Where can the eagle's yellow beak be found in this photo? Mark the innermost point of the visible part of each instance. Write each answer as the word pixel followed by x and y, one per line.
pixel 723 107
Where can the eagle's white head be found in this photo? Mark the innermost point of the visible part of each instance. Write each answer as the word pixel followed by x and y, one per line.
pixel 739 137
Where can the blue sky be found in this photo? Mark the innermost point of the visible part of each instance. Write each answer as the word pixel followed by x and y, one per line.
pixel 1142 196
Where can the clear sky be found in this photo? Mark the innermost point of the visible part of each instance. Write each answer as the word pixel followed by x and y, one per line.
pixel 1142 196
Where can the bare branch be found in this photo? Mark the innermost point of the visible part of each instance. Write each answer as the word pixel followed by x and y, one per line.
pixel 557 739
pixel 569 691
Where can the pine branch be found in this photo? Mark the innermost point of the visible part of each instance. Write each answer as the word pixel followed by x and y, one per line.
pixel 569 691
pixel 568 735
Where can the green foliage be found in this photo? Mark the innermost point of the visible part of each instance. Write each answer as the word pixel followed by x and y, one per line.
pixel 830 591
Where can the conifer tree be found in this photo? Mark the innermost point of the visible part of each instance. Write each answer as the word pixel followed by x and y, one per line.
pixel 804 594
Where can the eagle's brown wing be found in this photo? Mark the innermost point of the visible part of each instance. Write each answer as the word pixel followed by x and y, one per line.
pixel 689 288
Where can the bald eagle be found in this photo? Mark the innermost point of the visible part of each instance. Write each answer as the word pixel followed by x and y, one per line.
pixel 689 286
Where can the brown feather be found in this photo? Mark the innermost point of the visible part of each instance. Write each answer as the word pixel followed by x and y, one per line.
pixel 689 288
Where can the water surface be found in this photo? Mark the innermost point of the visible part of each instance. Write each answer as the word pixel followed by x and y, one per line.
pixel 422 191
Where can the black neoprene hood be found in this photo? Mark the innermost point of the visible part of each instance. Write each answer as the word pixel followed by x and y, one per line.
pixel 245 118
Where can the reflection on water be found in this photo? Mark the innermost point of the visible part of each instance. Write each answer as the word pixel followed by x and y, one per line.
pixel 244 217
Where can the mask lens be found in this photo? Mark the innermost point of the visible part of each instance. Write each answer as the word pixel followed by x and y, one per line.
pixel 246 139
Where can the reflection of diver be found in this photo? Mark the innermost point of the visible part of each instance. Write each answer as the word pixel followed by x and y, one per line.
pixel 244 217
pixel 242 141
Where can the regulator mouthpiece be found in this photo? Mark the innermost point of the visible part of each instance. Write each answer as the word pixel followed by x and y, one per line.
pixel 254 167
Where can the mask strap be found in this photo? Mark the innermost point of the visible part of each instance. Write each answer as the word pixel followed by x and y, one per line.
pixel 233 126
★ ★ ★
Beginning with the line that contains "Where can the water", repeat every line through the end of the records and nothing more.

**Task answer**
Where can the water surface be found in this photo? Mark the innermost point of the visible part of each instance. Write each answer as the word pixel followed by x and y, one per line.
pixel 422 191
Where can the black neoprene hood be found in this photo? Mark the innermost point of the visible part of each instance. Write each answer as the word pixel followed by x and y, one per line.
pixel 245 118
Where can the reflection on water be found in this photo? Mark the innermost point of the visible part of each instance. Write each answer as the word pixel followed by x and y, one per line.
pixel 244 217
Where can the mask lens be found in this photo? Mark the innermost point of the visible part of each instance. Write each answer as the word pixel followed by x and y, one per line.
pixel 246 139
Where can the reflection of diver be found in this photo? Mark the innermost point of the visible part of each instance. Write each answer as the word pixel followed by x and y, one per line.
pixel 244 217
pixel 242 141
Where can the regulator mouthpiece be found in this photo? Mark the innermost point of the visible part of each instance. Write each answer as the word pixel followed by x and y, one per line.
pixel 254 167
Where can the mask strap be found in this photo? Mark the innermost point of the visible part of each instance. Write each answer as the word pixel followed by x and y, one per line.
pixel 233 126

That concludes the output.